● PROBLEM STATEMENT: The response must consist of the records below, copied exactly.

(Point-per-instance localization data)
****************************************

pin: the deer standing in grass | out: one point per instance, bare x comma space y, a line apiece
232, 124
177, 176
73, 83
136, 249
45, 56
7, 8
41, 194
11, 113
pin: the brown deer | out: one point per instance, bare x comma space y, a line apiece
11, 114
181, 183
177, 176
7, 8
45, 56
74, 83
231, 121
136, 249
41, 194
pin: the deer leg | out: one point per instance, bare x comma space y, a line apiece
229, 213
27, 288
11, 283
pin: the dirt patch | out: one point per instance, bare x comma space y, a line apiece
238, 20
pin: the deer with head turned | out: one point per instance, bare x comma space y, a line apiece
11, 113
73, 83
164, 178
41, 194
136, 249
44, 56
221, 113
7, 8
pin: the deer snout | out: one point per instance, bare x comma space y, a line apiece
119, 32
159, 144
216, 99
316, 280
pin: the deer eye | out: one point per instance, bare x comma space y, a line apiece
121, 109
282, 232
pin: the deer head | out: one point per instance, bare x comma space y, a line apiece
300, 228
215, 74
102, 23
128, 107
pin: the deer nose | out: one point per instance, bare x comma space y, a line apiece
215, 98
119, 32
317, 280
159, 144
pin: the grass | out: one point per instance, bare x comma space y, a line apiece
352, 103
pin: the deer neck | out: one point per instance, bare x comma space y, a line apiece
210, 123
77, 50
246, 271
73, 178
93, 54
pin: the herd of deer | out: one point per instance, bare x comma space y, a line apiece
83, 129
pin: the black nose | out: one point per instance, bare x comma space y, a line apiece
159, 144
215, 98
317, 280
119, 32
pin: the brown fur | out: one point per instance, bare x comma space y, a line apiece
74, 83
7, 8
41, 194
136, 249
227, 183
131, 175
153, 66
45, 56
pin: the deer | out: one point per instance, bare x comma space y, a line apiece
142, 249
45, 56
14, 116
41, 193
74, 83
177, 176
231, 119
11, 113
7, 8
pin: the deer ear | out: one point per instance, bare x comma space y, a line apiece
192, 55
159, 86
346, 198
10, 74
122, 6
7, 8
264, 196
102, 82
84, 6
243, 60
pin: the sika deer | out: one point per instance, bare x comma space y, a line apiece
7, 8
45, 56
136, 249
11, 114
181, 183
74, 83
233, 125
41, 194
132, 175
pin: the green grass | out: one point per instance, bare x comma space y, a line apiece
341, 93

****************************************

● SOLUTION FOR THIS TASK:
pin: the deer standing in grass | out: one point per instance, bare x comma space y, a line apiece
232, 124
177, 176
73, 83
136, 249
45, 56
7, 8
41, 194
11, 113
pin: the brown deer | out: one point per instance, bare x comma space y, a line apiece
11, 114
181, 183
177, 176
7, 8
45, 56
74, 83
231, 121
136, 249
41, 194
pin: the deer leg | out: one point per instance, bare x comma space y, a line apiece
229, 213
27, 288
11, 283
pin: the dirt patch | out: one point per instance, bare x comma space y, a line apiece
238, 20
pin: the deer with head turned | out: one point per instance, bare x comma space y, a line apiece
11, 113
73, 83
164, 178
41, 194
136, 249
44, 56
221, 113
7, 8
pin: the deer snout | out: one point per instance, bare x comma space y, a line apiece
119, 32
159, 144
216, 99
316, 280
pin: the deer eye | out: one point per instance, bare x comma space y, a line apiece
121, 109
282, 232
pin: the deer head | out: one point per instance, bare x comma space y, a line apiece
300, 228
215, 74
102, 23
128, 107
pin: the deer nose | out: one point per instance, bare x comma space y, a line apiece
215, 98
119, 32
317, 280
159, 144
pin: the grass | out: one point per instance, bare x comma space y, a line apiece
352, 103
pin: the deer neck | out: one point per instance, bare x comma space y, a line apiece
210, 123
77, 50
246, 271
73, 178
93, 54
pin: the herd of deer | out: one point per instance, bare x comma space y, a line apiece
83, 129
pin: the black nose | out: one point per instance, bare x comma space y, a line apiece
159, 144
215, 98
317, 280
119, 32
pin: the brown fur | out: one point per instance, bare x comma space y, a line apiece
74, 83
7, 8
41, 194
136, 249
227, 183
131, 175
153, 66
45, 56
pin: the deer | out: one point per instance, bare x comma space y, a line apiece
142, 249
45, 56
14, 116
41, 193
74, 83
177, 176
231, 119
11, 113
7, 8
pin: the deer ear | out: one point per instance, bare x comma space y, a line apiece
192, 55
159, 86
346, 198
10, 74
122, 6
7, 8
264, 196
102, 82
84, 6
243, 60
pin: the sika deer | out: one point per instance, bare x comma space y, a line apiece
7, 8
45, 56
136, 249
11, 114
181, 183
74, 83
233, 125
41, 194
132, 175
pin: the green grass | out: one point per instance, bare x comma space y, a line apiece
341, 93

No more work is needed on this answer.